**Instruction:** Take the line that contains "Find the sweater collar" and all lines after it, up to and including the last line of the data, and write them out exactly; nothing else belongs in the answer.

**Extracted entries:**
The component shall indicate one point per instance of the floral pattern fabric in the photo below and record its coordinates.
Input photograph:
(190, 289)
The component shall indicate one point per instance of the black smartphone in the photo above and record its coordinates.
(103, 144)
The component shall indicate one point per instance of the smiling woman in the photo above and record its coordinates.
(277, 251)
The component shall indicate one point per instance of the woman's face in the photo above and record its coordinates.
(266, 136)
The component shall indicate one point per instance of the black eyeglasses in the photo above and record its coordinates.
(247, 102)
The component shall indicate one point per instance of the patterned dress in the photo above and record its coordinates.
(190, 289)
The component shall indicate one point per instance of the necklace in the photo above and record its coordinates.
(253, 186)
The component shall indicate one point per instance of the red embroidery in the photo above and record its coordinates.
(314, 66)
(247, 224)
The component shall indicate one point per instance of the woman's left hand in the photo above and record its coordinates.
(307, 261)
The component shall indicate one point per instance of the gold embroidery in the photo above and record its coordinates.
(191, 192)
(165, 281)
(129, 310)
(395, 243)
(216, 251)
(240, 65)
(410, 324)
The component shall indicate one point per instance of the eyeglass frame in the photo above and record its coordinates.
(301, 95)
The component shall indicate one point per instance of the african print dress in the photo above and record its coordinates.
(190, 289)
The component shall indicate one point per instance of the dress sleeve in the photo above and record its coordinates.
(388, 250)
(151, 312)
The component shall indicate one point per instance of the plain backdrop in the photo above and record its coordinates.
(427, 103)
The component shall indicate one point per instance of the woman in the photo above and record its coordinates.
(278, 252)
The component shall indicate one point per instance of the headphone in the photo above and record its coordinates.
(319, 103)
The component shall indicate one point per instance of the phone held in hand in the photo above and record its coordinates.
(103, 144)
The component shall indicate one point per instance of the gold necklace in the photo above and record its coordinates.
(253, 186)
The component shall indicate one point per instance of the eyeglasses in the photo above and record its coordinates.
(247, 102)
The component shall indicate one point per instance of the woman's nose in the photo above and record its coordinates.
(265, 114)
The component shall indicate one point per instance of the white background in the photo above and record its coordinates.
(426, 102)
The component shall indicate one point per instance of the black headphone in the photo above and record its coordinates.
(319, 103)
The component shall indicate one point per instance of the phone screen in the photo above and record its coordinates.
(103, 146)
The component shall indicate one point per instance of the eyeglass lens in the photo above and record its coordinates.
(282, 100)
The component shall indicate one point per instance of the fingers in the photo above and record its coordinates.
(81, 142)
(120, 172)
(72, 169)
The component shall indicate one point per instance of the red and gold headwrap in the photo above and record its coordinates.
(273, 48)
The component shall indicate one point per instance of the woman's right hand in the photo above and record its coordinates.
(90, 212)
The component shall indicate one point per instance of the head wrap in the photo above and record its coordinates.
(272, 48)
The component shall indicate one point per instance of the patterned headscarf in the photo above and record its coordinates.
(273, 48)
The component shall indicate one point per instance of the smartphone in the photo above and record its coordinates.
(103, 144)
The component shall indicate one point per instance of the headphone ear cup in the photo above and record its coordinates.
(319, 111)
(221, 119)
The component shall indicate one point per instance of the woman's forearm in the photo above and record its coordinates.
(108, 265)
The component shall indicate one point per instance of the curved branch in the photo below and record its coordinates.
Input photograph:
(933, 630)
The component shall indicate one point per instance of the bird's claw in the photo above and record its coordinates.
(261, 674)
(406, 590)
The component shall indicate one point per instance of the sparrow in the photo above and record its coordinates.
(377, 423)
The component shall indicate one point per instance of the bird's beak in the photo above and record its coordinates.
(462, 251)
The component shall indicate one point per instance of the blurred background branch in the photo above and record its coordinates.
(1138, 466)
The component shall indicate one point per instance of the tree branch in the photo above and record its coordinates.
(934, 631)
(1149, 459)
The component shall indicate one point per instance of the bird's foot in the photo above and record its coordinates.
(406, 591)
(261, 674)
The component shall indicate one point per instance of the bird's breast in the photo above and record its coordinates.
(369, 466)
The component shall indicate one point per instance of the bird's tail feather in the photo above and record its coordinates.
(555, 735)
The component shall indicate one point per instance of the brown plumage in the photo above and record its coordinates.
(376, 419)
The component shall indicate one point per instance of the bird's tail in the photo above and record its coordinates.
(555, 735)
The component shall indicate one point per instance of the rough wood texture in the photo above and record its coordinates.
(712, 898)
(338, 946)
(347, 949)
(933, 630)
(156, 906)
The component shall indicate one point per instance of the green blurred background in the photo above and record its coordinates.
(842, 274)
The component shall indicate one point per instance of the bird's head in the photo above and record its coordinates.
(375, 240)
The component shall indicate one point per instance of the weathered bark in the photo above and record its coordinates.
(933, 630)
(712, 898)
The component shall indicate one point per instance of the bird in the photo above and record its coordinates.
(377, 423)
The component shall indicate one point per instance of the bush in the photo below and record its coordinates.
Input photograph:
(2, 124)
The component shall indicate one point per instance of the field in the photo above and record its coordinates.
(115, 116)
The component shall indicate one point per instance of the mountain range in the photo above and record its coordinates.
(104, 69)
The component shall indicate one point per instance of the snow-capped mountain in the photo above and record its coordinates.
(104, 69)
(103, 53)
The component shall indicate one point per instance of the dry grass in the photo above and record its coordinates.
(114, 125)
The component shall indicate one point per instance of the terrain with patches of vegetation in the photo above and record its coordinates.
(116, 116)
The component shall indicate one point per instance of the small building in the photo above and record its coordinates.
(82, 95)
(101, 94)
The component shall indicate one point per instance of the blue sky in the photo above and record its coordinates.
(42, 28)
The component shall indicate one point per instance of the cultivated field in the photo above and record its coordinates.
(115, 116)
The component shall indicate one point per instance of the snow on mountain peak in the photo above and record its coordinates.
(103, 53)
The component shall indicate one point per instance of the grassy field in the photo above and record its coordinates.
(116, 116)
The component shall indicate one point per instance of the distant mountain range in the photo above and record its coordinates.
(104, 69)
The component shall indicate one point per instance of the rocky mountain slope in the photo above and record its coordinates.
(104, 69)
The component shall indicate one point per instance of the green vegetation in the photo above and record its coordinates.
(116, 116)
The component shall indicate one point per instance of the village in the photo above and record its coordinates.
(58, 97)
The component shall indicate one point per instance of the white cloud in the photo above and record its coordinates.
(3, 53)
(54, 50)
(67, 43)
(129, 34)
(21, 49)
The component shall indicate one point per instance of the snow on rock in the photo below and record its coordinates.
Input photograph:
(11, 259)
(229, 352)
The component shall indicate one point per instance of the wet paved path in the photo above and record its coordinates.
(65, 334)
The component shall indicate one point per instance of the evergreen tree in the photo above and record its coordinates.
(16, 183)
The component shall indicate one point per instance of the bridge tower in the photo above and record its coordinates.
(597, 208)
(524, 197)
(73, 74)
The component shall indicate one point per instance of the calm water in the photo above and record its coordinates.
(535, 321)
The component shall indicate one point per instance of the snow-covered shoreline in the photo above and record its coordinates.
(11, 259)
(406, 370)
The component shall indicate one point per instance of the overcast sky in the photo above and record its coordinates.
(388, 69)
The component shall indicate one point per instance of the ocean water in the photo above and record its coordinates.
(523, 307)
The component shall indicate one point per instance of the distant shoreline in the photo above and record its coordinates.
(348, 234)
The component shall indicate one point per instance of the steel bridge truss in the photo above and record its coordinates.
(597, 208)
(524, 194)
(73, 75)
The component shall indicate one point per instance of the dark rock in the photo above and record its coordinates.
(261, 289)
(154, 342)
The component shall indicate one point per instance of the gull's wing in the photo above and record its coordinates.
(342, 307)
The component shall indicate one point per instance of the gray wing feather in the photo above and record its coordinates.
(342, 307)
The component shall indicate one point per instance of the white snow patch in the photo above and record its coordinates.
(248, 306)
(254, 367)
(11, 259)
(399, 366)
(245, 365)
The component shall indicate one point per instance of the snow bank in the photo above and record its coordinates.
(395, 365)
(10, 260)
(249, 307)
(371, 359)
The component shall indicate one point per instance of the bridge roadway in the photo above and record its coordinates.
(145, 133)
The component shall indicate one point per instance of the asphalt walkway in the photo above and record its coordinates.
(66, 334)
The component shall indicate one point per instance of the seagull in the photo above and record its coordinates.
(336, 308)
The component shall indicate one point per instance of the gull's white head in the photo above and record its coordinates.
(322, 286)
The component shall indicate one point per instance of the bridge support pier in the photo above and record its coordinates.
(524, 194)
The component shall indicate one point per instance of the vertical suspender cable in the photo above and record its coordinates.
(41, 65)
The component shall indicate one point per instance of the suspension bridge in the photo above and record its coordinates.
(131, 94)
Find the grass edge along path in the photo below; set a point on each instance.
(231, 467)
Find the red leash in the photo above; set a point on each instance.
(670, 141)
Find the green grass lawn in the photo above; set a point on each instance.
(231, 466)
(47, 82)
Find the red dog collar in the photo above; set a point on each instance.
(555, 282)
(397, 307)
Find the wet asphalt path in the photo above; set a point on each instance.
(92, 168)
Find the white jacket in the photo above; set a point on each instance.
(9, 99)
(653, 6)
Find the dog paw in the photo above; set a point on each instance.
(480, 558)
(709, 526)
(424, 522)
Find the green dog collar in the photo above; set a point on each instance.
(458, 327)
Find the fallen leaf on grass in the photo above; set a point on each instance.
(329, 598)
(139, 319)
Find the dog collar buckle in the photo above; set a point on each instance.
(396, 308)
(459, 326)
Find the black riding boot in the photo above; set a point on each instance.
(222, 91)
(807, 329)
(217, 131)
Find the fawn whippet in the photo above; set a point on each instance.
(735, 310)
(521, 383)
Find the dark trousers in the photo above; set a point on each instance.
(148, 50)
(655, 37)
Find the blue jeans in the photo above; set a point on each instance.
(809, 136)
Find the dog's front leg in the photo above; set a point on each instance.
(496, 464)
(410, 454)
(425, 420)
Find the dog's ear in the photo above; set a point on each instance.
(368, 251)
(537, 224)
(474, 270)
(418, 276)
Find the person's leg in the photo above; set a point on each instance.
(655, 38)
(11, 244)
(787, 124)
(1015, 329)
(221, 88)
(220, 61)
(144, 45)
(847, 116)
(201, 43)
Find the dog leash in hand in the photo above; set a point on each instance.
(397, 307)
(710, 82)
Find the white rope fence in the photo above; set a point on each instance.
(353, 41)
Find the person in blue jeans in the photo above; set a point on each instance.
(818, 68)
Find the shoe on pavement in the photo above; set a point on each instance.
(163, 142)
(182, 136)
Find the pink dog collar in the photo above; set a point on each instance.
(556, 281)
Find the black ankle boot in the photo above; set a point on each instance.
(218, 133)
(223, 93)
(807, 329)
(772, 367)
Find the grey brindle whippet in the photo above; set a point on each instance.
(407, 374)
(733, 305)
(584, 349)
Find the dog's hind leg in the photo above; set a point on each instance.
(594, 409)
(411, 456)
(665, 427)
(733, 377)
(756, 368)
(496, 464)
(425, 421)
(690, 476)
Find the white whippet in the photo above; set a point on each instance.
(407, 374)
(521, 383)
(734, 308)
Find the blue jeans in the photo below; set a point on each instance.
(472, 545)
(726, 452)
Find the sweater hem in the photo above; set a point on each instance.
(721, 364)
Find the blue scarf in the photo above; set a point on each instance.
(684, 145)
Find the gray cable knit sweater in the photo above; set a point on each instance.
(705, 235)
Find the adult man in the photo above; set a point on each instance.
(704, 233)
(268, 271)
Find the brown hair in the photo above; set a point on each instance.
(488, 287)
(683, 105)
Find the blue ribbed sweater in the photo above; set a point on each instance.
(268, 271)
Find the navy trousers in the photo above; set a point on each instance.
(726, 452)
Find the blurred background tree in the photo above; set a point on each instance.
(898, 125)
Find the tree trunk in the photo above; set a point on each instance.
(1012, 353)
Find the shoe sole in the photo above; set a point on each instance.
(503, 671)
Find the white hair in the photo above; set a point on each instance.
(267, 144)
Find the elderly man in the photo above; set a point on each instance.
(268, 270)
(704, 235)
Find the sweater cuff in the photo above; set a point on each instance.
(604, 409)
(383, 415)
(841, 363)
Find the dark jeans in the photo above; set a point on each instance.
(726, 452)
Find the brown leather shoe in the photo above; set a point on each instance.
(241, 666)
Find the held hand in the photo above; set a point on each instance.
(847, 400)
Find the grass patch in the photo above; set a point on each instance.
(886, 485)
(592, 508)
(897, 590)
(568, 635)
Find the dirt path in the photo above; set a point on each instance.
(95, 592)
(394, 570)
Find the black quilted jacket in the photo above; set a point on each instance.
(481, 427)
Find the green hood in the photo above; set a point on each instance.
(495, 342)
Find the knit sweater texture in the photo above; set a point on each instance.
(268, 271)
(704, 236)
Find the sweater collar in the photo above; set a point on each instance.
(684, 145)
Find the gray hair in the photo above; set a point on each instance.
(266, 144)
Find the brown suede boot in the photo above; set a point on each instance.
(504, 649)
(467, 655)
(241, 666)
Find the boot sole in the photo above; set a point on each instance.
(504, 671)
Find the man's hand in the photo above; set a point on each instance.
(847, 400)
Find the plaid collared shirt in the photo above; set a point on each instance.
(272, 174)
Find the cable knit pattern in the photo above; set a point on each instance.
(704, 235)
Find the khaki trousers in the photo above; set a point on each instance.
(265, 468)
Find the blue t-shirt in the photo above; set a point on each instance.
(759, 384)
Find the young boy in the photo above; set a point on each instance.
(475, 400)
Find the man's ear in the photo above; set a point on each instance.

**Expected output:**
Find the sweater collar in the photo above; set a point on each instance.
(684, 145)
Find the gray hair in the photo above; set a point on each instance.
(266, 144)
Find the brown suede boot in the photo above; set a point on each instance.
(504, 649)
(467, 655)
(241, 666)
Find the boot sole in the photo above; set a point on each instance.
(504, 671)
Find the man's hand in the photo above; set a point on each instance.
(847, 400)
Find the plaid collared shirt in the photo above; set a point on each instance.
(272, 174)
Find the cable knit pattern in the photo above; set a point on each instance.
(704, 235)
Find the khaki trousers in the photo above; set a point on each instance.
(265, 468)
Find the blue t-shirt in the photo above; set a point on each instance.
(759, 384)
Find the young boy in the photo above; set a point on each instance.
(475, 400)
Find the man's ear in the photo above; set a point on each instance.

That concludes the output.